Can you reproduce, word for word, the stretch of the passage on winter lawn damage from "You have probably" through "type of ability."?

__PASSAGE PROVIDED__:
◆ ◆ ◆ ◆ ◆ ◆ ◆

You have probably noticed this. Winter is cold. If you’re living in a region that experiences snowstorms, you are probably used to icy winters. Though you and your loved ones stay warm inside your house, your lawn does not have this type of ability.
However, you shouldn’t worry. Hope isn’t lost if winter takes its toll on your lawn. The reason for this is that you can still fix your lawn if it experiences winter damage. This is especially true if you hire a lawn care North Carolina company for help.
Today, we’re going to talk about some of the most popular winter damage and how you can fix your lawn afterward.
Snow can cover the ground and suffocate your lawn. If snow sits on the lawn for several days or weeks, it could starve your grass of air. This leads to your grass wilting and turning brown. You should not shovel snow into a huge pile on your grass whenever you’re clearing snow from your driveway and sidewalks. This huge pile of snow will take a long period to melt.
Brown patches might be an indication that your grass is dormant. You can also get rid of some of the brown and search for green growth at the roots. If you do find green growth, it’s an indication that your lawn will recover.
As the snow starts to melt, you’ll probably notice small circles of gray or pink crust on the lawn. This is called snow mold. It happens when moisture accumulates on the grass. Though it might die off when your grass dries off in the spring, it might also lead to death or infection of the grass.

◆ ◆ ◆ ◆ ◆ ◆ ◆

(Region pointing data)
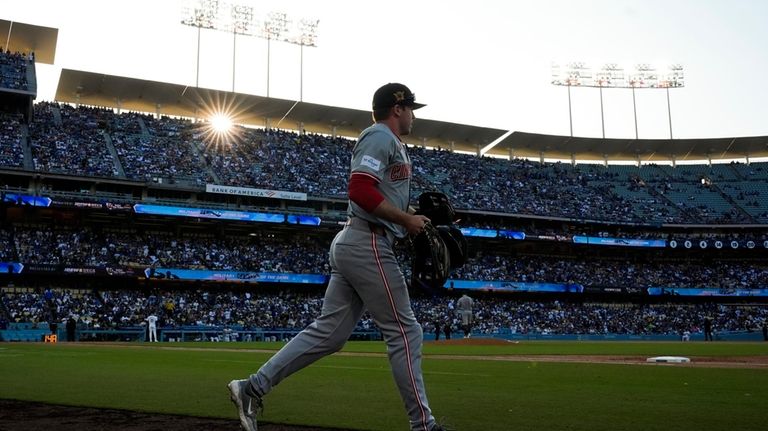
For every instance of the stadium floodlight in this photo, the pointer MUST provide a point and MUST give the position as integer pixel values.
(613, 75)
(200, 14)
(242, 19)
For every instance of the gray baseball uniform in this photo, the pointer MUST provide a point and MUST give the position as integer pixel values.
(464, 305)
(366, 274)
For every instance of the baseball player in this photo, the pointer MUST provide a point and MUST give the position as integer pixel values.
(464, 305)
(152, 321)
(364, 271)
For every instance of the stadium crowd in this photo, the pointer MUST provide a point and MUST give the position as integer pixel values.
(302, 253)
(288, 310)
(90, 141)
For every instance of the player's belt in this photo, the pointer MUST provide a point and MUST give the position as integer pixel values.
(360, 224)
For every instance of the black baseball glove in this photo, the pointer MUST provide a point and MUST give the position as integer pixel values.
(431, 259)
(440, 247)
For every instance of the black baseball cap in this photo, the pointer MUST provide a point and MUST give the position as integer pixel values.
(393, 94)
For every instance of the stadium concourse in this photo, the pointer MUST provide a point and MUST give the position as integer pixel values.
(108, 216)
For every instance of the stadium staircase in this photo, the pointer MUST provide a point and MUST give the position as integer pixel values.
(113, 152)
(56, 113)
(195, 145)
(726, 197)
(28, 163)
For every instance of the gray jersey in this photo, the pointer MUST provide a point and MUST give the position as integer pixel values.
(380, 153)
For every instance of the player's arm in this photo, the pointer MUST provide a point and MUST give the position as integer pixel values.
(363, 190)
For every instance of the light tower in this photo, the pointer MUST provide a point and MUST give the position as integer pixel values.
(242, 19)
(613, 75)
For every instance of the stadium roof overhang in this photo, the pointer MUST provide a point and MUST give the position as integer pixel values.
(96, 89)
(132, 94)
(21, 37)
(532, 145)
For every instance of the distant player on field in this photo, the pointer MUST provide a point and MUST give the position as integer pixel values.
(464, 305)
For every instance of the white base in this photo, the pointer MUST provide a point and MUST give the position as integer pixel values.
(669, 359)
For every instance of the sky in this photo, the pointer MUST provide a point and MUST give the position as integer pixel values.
(483, 62)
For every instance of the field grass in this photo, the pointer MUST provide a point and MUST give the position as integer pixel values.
(358, 392)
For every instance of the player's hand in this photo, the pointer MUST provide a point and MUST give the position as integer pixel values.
(415, 223)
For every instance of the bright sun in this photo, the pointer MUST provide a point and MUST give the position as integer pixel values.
(221, 123)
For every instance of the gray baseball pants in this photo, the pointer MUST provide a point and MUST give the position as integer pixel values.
(364, 275)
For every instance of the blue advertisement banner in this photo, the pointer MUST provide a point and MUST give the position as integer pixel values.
(208, 213)
(11, 267)
(304, 220)
(512, 234)
(240, 276)
(625, 242)
(513, 286)
(19, 199)
(483, 233)
(713, 291)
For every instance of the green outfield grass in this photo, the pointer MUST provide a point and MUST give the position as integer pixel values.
(358, 392)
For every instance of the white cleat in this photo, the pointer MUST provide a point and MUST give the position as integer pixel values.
(247, 406)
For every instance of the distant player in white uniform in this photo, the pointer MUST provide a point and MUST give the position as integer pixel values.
(464, 306)
(364, 271)
(152, 323)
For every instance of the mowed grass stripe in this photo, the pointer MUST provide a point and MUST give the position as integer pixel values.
(353, 392)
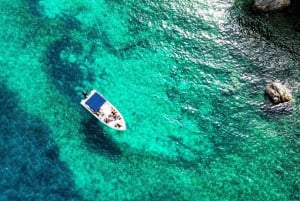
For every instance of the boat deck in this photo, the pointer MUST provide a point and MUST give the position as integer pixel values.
(104, 111)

◆ ◆ ◆ ◆ ◆ ◆ ◆

__THE COMPLETED TASK__:
You have probably noticed this. Winter is cold. If you’re living in a region that experiences snowstorms, you are probably used to icy winters. Though you and your loved ones stay warm inside your house, your lawn does not have this type of ability.